- Task statement -
The result should consist solely of the line containing "Identify every black car" and the lines that follow it below, each reproduced exactly, the last line included.

Start of Dataset excerpts

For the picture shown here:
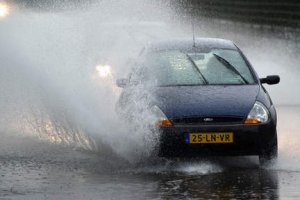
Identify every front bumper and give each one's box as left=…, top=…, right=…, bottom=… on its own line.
left=158, top=121, right=276, bottom=157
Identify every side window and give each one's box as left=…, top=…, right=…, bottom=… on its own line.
left=129, top=65, right=149, bottom=85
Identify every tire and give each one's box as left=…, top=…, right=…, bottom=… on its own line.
left=259, top=132, right=278, bottom=166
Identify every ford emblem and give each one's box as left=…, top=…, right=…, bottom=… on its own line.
left=203, top=118, right=214, bottom=122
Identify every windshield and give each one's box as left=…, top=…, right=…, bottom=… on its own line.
left=130, top=49, right=256, bottom=86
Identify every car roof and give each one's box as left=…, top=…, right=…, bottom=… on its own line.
left=146, top=38, right=237, bottom=52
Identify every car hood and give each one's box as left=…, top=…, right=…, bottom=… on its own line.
left=153, top=85, right=260, bottom=119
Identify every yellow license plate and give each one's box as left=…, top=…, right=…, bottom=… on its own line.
left=186, top=132, right=233, bottom=144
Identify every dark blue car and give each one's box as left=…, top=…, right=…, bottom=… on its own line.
left=116, top=38, right=280, bottom=165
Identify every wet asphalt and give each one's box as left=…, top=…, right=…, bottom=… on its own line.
left=0, top=106, right=300, bottom=199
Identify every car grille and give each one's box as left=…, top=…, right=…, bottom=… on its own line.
left=171, top=116, right=244, bottom=125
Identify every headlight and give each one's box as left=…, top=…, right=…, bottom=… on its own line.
left=0, top=3, right=9, bottom=18
left=95, top=65, right=112, bottom=78
left=151, top=105, right=172, bottom=127
left=244, top=101, right=269, bottom=124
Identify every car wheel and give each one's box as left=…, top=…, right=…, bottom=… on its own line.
left=259, top=132, right=278, bottom=166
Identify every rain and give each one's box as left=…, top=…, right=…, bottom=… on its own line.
left=0, top=0, right=299, bottom=199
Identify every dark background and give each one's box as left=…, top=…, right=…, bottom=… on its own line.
left=11, top=0, right=300, bottom=29
left=174, top=0, right=300, bottom=28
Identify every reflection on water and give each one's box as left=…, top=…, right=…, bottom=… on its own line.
left=156, top=169, right=278, bottom=199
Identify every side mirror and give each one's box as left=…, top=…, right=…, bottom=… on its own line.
left=116, top=78, right=129, bottom=88
left=260, top=75, right=280, bottom=85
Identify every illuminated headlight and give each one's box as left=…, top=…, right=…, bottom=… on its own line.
left=244, top=101, right=269, bottom=124
left=151, top=105, right=172, bottom=127
left=95, top=65, right=112, bottom=78
left=0, top=3, right=9, bottom=18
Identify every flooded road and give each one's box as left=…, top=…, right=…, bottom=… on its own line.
left=1, top=1, right=300, bottom=199
left=0, top=106, right=299, bottom=199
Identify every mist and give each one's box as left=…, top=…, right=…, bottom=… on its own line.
left=0, top=0, right=299, bottom=168
left=0, top=0, right=181, bottom=162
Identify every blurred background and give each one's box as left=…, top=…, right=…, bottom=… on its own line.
left=9, top=0, right=300, bottom=29
left=2, top=0, right=299, bottom=106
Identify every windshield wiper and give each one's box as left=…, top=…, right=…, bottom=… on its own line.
left=159, top=84, right=204, bottom=87
left=185, top=54, right=209, bottom=84
left=213, top=53, right=249, bottom=84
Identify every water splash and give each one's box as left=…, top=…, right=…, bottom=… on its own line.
left=0, top=0, right=179, bottom=163
left=0, top=0, right=299, bottom=170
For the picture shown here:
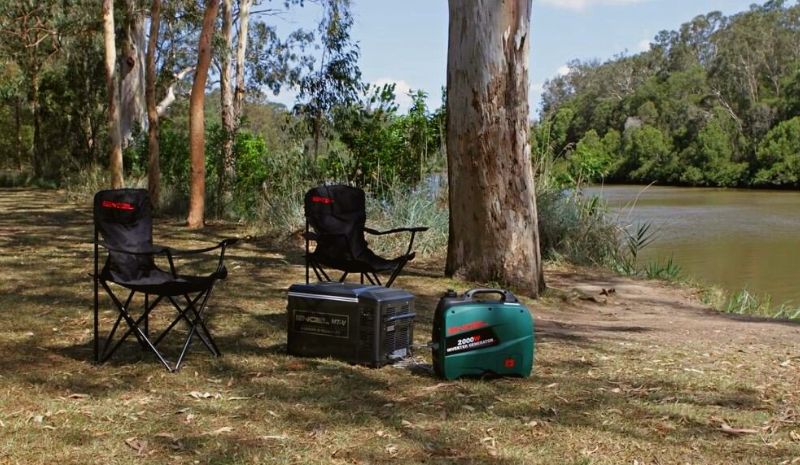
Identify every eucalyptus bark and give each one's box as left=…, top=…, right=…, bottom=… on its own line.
left=233, top=0, right=251, bottom=122
left=444, top=0, right=543, bottom=296
left=218, top=0, right=235, bottom=216
left=103, top=0, right=124, bottom=189
left=120, top=0, right=146, bottom=145
left=145, top=0, right=161, bottom=208
left=186, top=0, right=220, bottom=229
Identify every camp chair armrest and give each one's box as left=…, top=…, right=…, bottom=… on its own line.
left=166, top=238, right=239, bottom=256
left=97, top=241, right=170, bottom=256
left=166, top=238, right=238, bottom=277
left=364, top=226, right=429, bottom=236
left=364, top=226, right=428, bottom=258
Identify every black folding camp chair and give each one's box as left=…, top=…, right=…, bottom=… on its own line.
left=92, top=189, right=237, bottom=372
left=304, top=185, right=428, bottom=288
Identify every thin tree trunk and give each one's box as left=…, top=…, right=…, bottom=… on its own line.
left=233, top=0, right=251, bottom=123
left=218, top=0, right=235, bottom=217
left=146, top=0, right=161, bottom=208
left=312, top=110, right=322, bottom=161
left=103, top=0, right=124, bottom=189
left=120, top=0, right=147, bottom=146
left=30, top=74, right=43, bottom=178
left=15, top=97, right=22, bottom=170
left=444, top=0, right=543, bottom=296
left=187, top=0, right=220, bottom=229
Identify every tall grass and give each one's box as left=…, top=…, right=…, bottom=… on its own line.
left=702, top=287, right=800, bottom=320
left=536, top=188, right=619, bottom=265
left=0, top=170, right=30, bottom=187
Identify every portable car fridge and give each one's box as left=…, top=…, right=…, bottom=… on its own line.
left=431, top=288, right=534, bottom=380
left=287, top=282, right=415, bottom=367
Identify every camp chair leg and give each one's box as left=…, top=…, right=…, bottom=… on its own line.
left=177, top=292, right=220, bottom=356
left=154, top=292, right=206, bottom=347
left=308, top=258, right=324, bottom=282
left=98, top=285, right=164, bottom=363
left=154, top=292, right=217, bottom=357
left=108, top=294, right=163, bottom=358
left=144, top=294, right=149, bottom=337
left=319, top=266, right=332, bottom=282
left=338, top=272, right=349, bottom=283
left=102, top=289, right=135, bottom=354
left=93, top=280, right=99, bottom=362
left=385, top=259, right=409, bottom=288
left=174, top=287, right=215, bottom=371
left=98, top=282, right=174, bottom=369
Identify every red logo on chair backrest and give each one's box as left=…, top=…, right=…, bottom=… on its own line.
left=311, top=196, right=334, bottom=204
left=101, top=200, right=135, bottom=211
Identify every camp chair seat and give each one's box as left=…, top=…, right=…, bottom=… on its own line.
left=101, top=267, right=226, bottom=296
left=309, top=250, right=413, bottom=273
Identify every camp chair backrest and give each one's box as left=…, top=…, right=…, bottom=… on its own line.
left=304, top=185, right=369, bottom=261
left=93, top=189, right=156, bottom=283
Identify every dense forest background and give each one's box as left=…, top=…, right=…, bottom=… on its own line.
left=536, top=0, right=800, bottom=188
left=0, top=0, right=445, bottom=214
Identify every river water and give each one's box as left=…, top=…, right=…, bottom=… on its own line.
left=583, top=185, right=800, bottom=304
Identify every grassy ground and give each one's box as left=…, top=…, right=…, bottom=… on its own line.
left=0, top=188, right=798, bottom=465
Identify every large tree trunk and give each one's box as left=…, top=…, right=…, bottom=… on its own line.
left=186, top=0, right=220, bottom=229
left=103, top=0, right=124, bottom=189
left=120, top=0, right=147, bottom=146
left=444, top=0, right=543, bottom=296
left=146, top=0, right=161, bottom=208
left=233, top=0, right=252, bottom=123
left=217, top=0, right=235, bottom=217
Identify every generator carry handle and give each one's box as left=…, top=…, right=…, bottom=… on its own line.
left=464, top=288, right=519, bottom=303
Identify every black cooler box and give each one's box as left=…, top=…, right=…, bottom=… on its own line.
left=287, top=283, right=416, bottom=367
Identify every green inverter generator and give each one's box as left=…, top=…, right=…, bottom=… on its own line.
left=432, top=288, right=534, bottom=380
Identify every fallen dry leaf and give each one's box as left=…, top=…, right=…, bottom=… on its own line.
left=204, top=426, right=233, bottom=436
left=67, top=393, right=89, bottom=400
left=385, top=444, right=398, bottom=457
left=124, top=437, right=147, bottom=456
left=420, top=383, right=455, bottom=392
left=790, top=430, right=800, bottom=442
left=719, top=422, right=758, bottom=435
left=189, top=391, right=220, bottom=399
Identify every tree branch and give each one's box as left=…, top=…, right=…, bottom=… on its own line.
left=156, top=66, right=194, bottom=117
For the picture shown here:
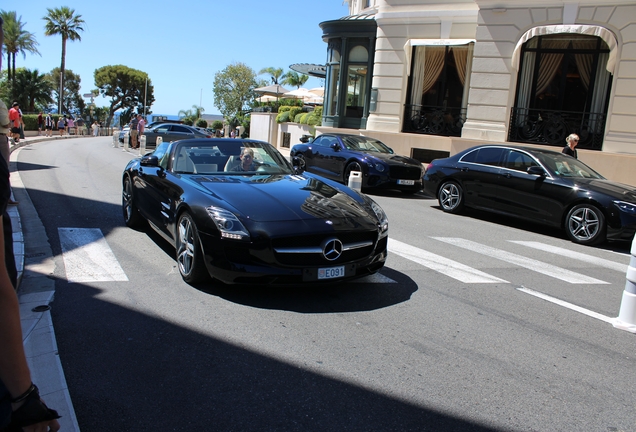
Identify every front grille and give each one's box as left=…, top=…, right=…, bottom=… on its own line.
left=389, top=165, right=422, bottom=180
left=272, top=231, right=378, bottom=266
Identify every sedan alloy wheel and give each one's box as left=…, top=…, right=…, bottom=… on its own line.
left=122, top=176, right=144, bottom=228
left=438, top=181, right=464, bottom=213
left=565, top=204, right=606, bottom=245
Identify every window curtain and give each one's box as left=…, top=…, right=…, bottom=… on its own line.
left=535, top=39, right=570, bottom=96
left=516, top=50, right=536, bottom=125
left=589, top=52, right=611, bottom=132
left=452, top=43, right=474, bottom=118
left=410, top=46, right=426, bottom=107
left=421, top=46, right=446, bottom=95
left=573, top=40, right=596, bottom=89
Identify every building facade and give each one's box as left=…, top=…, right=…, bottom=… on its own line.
left=316, top=0, right=636, bottom=186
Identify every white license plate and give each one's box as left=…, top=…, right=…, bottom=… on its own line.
left=318, top=266, right=346, bottom=280
left=397, top=179, right=415, bottom=185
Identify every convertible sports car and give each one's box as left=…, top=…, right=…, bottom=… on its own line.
left=423, top=144, right=636, bottom=245
left=122, top=138, right=389, bottom=285
left=290, top=133, right=424, bottom=193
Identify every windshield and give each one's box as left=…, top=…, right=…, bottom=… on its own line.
left=538, top=153, right=605, bottom=179
left=170, top=140, right=293, bottom=175
left=341, top=136, right=394, bottom=154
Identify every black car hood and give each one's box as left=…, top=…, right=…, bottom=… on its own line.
left=363, top=152, right=421, bottom=166
left=190, top=174, right=373, bottom=222
left=573, top=178, right=636, bottom=202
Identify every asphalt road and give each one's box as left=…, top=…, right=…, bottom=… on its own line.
left=15, top=137, right=636, bottom=432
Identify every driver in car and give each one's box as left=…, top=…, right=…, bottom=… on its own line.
left=232, top=148, right=256, bottom=171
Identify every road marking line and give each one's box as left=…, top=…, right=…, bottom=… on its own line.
left=58, top=228, right=128, bottom=283
left=516, top=287, right=615, bottom=324
left=509, top=241, right=628, bottom=273
left=388, top=238, right=508, bottom=284
left=432, top=237, right=608, bottom=284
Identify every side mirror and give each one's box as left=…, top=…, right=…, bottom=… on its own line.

End of Dataset excerpts

- The answer -
Identify every black car hood and give each one's box as left=…, top=…, right=…, bottom=… on its own line.
left=363, top=152, right=421, bottom=166
left=190, top=174, right=373, bottom=222
left=573, top=178, right=636, bottom=202
Identify every asphalt road and give each one's box as left=…, top=…, right=…, bottom=… on its own line.
left=15, top=137, right=636, bottom=432
Identify every driver in car and give each one's box as left=…, top=…, right=…, bottom=… on its own line.
left=232, top=148, right=256, bottom=171
Identify every road marking line and give each one's box as left=…, top=…, right=…, bottom=… on its own line.
left=58, top=228, right=128, bottom=283
left=516, top=287, right=615, bottom=324
left=509, top=241, right=628, bottom=273
left=388, top=238, right=508, bottom=284
left=432, top=237, right=608, bottom=284
Identify every side mirror and give each one's box as left=…, top=…, right=…, bottom=… on its own line.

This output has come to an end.